++++ TEXT BLOCK ++++

After serving the people of the State of Illinois valiantly for the last 24 years, the current form of the Illinois Power of Attorney Act rides off into the sunset this year, to be replaced by the new Illinois Power of Attorney Act, which goes into effect on July 1, 2011. A lot of folks get that glassy look in their eyes when you mention the Power of Attorney Act, and they start thinking, oh great, more legal mumbo jumbo.

If you’ve ever talked to a financial planner or an attorney who practices in the area of estate planning, chances are pretty good that they recommended that you have powers of attorney in place in the event that you would be incapacitated and unable to make decisions regarding your own affairs. No one likes to think about the possibility of that happening, so a lot of people put off completing the forms. But your estate lawyer wasn’t just trying to make an extra buck off of you (hopefully!). Having powers of attorney in place makes life a whole lot easier on your family, your medical care providers, and on you, when you recover from whatever condition incapacitated you in the first place.

There are generally two types of powers of attorney: a POA for property, and a POA for healthcare. As you can imagine, a POA for property grants another person (the agent) authority to make decisions concerning your property, sometimes even if you’re not incapacitated (e.g. authorizing your lawyer to close on the sale of your house for you if you’ve already moved). A POA for healthcare appoints an agent to make decisions about your treatment in the event that you are unable to do so yourself.

One of the beneficial aspects of the new Act is that it makes the process a lot more user-friendly for non-lawyers. The form for the POA has been carefully reworked to make it more easily understandable for the principal (the person signing the POA). Additionally, both principals and agents are given notices outlining the details of the POA document and how it functions. Many agents would probably not otherwise know some of the important points of being an agent, such as the duties they owe to their principal by agreeing to be the agent.

++++ DATA EXTRACTS ++++

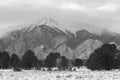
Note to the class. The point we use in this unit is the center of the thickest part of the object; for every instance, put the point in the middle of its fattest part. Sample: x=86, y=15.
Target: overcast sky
x=70, y=13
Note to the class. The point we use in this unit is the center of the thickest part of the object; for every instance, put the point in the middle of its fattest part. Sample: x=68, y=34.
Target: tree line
x=106, y=57
x=30, y=61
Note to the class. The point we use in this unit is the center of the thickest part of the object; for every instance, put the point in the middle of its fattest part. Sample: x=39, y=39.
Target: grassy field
x=80, y=74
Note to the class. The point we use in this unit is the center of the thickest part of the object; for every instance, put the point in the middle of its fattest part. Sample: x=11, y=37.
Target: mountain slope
x=48, y=36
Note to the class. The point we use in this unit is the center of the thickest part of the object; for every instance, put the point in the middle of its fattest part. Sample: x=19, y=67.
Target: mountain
x=47, y=36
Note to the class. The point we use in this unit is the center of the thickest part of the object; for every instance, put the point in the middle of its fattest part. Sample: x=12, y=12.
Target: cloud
x=109, y=7
x=98, y=12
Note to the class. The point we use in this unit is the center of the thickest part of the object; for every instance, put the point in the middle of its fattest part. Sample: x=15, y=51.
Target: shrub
x=51, y=60
x=103, y=58
x=14, y=60
x=78, y=62
x=4, y=59
x=28, y=60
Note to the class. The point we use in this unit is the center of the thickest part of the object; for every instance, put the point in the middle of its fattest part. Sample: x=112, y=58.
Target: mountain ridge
x=43, y=39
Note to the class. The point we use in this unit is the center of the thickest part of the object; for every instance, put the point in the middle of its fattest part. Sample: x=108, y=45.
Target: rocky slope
x=47, y=37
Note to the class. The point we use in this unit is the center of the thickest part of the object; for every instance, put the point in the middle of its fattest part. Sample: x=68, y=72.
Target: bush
x=13, y=63
x=28, y=60
x=62, y=63
x=4, y=60
x=103, y=58
x=51, y=60
x=78, y=63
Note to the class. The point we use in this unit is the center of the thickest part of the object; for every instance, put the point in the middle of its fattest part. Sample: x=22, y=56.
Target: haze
x=69, y=13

++++

According to the text on the Illinois Power of Attorney Act, on what date does the new Act go into effect? The listing isn't needed for this.

- SOLUTION FOR THIS EXERCISE: July 1, 2011.